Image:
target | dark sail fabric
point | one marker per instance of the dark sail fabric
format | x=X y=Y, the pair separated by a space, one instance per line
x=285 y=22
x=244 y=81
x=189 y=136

Consigna: Edita los datos reemplazando "marker" por "dot" y deja todo lo demás igual.

Resultado:
Image:
target | dark sail fabric
point | one dot per instance of the dark sail fabric
format | x=X y=Y, the pair separated by a space, one instance per line
x=285 y=22
x=244 y=81
x=189 y=136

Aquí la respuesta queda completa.